**Written exercise 1:**
Output the rows verbatim, from the beginning of the rows up to and including the line that contains "POLYGON ((34 116, 51".

**Text block:**
[START]

The web page is now working OK - looks like a good range of exhibitors  

Cheers :wink: 

Paul


----------



## flounder (9 Mar 2010)

wizer":uw1rfwpk said:


> BTW I was just informed that Sunday is Mother's day. So I'll have to go on Saturday which is normally th busiest day



Thanks for the reminder!


----------



## wizer (9 Mar 2010)

The mothers day mention wasn't a dig, just an observation and reason for me not being able to make it that day.

By the way. There is an 'Affordable Art Fair' in Battersea park from Thurs-Sun, if you like that sort of thing. It is the opposite side of London to Ally Pally. I'll be popping in on my way home.


----------



## woodbloke (9 Mar 2010)

I won't be going as it's far too soon after YOKB (you can't have *too* much of a good thing) and if I did merely suggest it in passing to SWIMBO I'd get one of those narrow eyed 'oh really...do you *have* to go, it's just another jaunt to hang out with your woodie mates' sort of looks...etc etc
The K419 is also being collected that weekend and No1 son is coming home for a roast dinner, so all in all...it's a non-starter  - Rob


----------



## wizer (9 Mar 2010)

I suspect that the turn out won't be as high as they hope. But you would expect that due to previous years. If it is good, then it'll get raved about. But will that be enough for them to put it on again next year? We'll see. I personally hope so. Not least because it's local and the only other on in London is D&M which I doubt I'll ever return to.


----------



## woodbloke (9 Mar 2010)

I wonder if Waka's going? If he is, you have to feel a little sympathy for the guys on the other side of the counter 8-[  - Rob


----------



## trousers (9 Mar 2010)

> Shall we save whinging until after the show?



Eh?

Who's whinging?
Coming from the biggest whinger on the forum I find that a bit rich. Don't you know the difference between a whinge and an opinion?

If the comment is aimed at me, then tell me what I've whinged about.
If you re -read it all i've done is state facts. Sure I don't like the way the show has gone, but several others have said the same. 
Andy has been kind enough to reply to most of my comments, and I don't think he misunderstood me when I said that he (and others with an interest) may have posted about it earlier to help promote it. I certainly wouldn't have objected, or seen it as advertising, especially as there is a link in the show sticky. Obviously the OP was suprised that no one had mentioned it with only 5 days to go.
I hope the effort that has gone in makes it a good show, and as I said I may go again in the future. If you had to do a 350 mile round trip for a show which has had bad reviews in previous years I reckon even you would think twice about going.

[END]

**Written exercise 2:**
Return a verbatim copy of the forum thread from "Coming from the" up to and including "days to go.".

**Records supplied:**
[START]

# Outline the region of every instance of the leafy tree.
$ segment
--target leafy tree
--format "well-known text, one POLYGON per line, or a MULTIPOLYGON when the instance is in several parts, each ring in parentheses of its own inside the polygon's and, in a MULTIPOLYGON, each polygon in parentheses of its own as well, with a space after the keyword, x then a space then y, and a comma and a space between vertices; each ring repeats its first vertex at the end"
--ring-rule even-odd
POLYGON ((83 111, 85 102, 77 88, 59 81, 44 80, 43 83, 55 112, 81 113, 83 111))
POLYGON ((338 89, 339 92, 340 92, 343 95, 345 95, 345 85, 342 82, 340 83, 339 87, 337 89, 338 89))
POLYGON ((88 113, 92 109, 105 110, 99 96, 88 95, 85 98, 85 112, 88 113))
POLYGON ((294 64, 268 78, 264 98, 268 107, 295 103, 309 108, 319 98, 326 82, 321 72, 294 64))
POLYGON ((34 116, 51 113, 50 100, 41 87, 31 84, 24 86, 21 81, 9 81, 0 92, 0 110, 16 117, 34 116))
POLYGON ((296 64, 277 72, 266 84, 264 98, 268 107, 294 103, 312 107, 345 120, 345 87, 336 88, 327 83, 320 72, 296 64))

[END]

**Written response 1:**
# Outline the region of every instance of the leafy tree.
$ segment
--target leafy tree
--format "well-known text, one POLYGON per line, or a MULTIPOLYGON when the instance is in several parts, each ring in parentheses of its own inside the polygon's and, in a MULTIPOLYGON, each polygon in parentheses of its own as well, with a space after the keyword, x then a space then y, and a comma and a space between vertices; each ring repeats its first vertex at the end"
--ring-rule even-odd
POLYGON ((83 111, 85 102, 77 88, 59 81, 44 80, 43 83, 55 112, 81 113, 83 111))
POLYGON ((338 89, 339 92, 340 92, 343 95, 345 95, 345 85, 342 82, 340 83, 339 87, 337 89, 338 89))
POLYGON ((88 113, 92 109, 105 110, 99 96, 88 95, 85 98, 85 112, 88 113))
POLYGON ((294 64, 268 78, 264 98, 268 107, 295 103, 309 108, 319 98, 326 82, 321 72, 294 64))
POLYGON ((34 116, 51 113, 50 100, 41 87, 31 84, 24 86, 21 81, 9 81, 0 92, 0 110, 16 117, 34 116))

**Written response 2:**
Coming from the biggest whinger on the forum I find that a bit rich. Don't you know the difference between a whinge and an opinion?

If the comment is aimed at me, then tell me what I've whinged about.
If you re -read it all i've done is state facts. Sure I don't like the way the show has gone, but several others have said the same. 
Andy has been kind enough to reply to most of my comments, and I don't think he misunderstood me when I said that he (and others with an interest) may have posted about it earlier to help promote it. I certainly wouldn't have objected, or seen it as advertising, especially as there is a link in the show sticky. Obviously the OP was suprised that no one had mentioned it with only 5 days to go.